* EXERCISE TASK:
Rewrite the records below, putting "label" wherever "target_object" appears and leaving everything else unchanged.

Entries on locating named things

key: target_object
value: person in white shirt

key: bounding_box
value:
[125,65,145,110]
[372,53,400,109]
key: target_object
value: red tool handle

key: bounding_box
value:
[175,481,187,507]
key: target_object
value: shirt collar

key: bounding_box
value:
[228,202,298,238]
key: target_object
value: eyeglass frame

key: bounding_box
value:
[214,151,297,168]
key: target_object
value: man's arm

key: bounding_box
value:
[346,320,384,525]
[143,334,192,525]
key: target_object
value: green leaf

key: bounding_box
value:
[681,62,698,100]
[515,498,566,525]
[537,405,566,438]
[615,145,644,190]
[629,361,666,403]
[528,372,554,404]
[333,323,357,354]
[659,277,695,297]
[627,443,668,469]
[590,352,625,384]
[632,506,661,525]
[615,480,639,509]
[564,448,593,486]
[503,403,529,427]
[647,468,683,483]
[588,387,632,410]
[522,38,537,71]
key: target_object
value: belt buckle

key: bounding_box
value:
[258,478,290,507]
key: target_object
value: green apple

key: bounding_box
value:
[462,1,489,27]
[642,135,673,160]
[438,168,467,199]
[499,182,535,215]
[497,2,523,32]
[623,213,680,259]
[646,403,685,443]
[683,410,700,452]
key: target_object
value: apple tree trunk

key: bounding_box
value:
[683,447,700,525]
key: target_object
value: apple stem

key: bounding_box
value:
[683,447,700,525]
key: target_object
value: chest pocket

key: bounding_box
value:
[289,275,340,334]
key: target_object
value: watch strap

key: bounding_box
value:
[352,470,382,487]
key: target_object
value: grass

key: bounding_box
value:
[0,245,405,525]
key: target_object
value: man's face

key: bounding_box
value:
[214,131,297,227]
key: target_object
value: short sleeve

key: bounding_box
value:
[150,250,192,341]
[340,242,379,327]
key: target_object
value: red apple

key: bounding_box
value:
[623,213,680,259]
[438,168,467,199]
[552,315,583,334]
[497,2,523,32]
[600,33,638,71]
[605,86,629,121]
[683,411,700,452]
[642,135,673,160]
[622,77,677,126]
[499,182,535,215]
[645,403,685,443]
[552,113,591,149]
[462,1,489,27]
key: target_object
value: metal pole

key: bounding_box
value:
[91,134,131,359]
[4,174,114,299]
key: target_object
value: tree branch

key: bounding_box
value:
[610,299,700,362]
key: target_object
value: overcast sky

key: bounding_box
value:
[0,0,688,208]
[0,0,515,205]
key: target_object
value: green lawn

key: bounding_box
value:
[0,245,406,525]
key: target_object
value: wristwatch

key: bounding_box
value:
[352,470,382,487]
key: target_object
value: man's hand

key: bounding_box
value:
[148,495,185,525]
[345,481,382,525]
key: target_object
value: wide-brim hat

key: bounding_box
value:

* ANSWER IN FULL:
key: label
value: person in white shirt

key: bounding_box
value:
[125,65,145,110]
[372,53,400,109]
key: label
value: red tool handle

key: bounding_box
value:
[175,481,187,507]
key: label
value: shirt collar

key: bounding_box
value:
[228,202,298,238]
key: label
value: eyeglass frame

key: bounding_box
value:
[214,151,297,168]
key: label
value: man's arm

key: bounding_box
value:
[346,320,384,525]
[143,334,192,525]
key: label
value: green leaf

key: bounding_box
value:
[681,62,698,100]
[515,498,566,525]
[537,405,566,438]
[615,145,644,190]
[629,361,666,403]
[528,372,554,404]
[333,323,357,354]
[659,277,695,297]
[627,443,668,469]
[590,352,625,384]
[632,506,661,525]
[615,480,639,509]
[564,448,593,486]
[503,403,529,427]
[647,468,683,483]
[588,387,632,410]
[522,38,537,71]
key: label
value: belt buckle

key: bounding_box
value:
[258,478,290,507]
key: label
value: green apple

key: bounding_box
value:
[462,1,489,27]
[642,135,673,160]
[438,168,467,199]
[499,182,535,215]
[497,2,523,32]
[623,213,680,259]
[646,403,685,443]
[683,410,700,452]
key: label
value: apple tree trunk

key: bounding_box
value:
[683,447,700,525]
key: label
value: apple stem

key: bounding_box
value:
[683,447,700,525]
key: label
value: chest pocket

key: bounding_box
value:
[289,275,340,334]
key: label
value: watch strap

key: bounding_box
value:
[352,470,382,487]
key: label
value: grass

key: bounding_box
value:
[0,245,405,525]
key: label
value: man's face

key: bounding_box
value:
[214,131,297,227]
key: label
value: short sleeve

key: bounding_box
value:
[150,250,192,341]
[340,242,379,327]
key: label
value: red apple

key: bounding_box
value:
[623,213,680,259]
[438,168,467,199]
[552,315,583,334]
[497,2,523,32]
[600,33,638,71]
[605,86,629,121]
[683,411,700,452]
[642,135,673,160]
[622,77,677,126]
[499,182,535,215]
[645,403,685,443]
[552,113,591,149]
[462,1,489,27]
key: label
value: metal pole

key: bounding_box
value:
[91,134,131,359]
[4,174,114,299]
key: label
value: tree branch

key: bounding_box
value:
[610,299,700,362]
key: label
value: overcast sky

key: bounding_box
value:
[0,0,688,208]
[0,0,515,205]
key: label
value: green lawn

key: bounding_box
value:
[0,245,406,525]
key: label
value: wristwatch

key: bounding_box
value:
[352,470,382,487]
key: label
value: man's hand

key: bounding_box
value:
[148,495,185,525]
[345,481,382,525]
key: label
value: wide-brim hat

key: bounding_box
value:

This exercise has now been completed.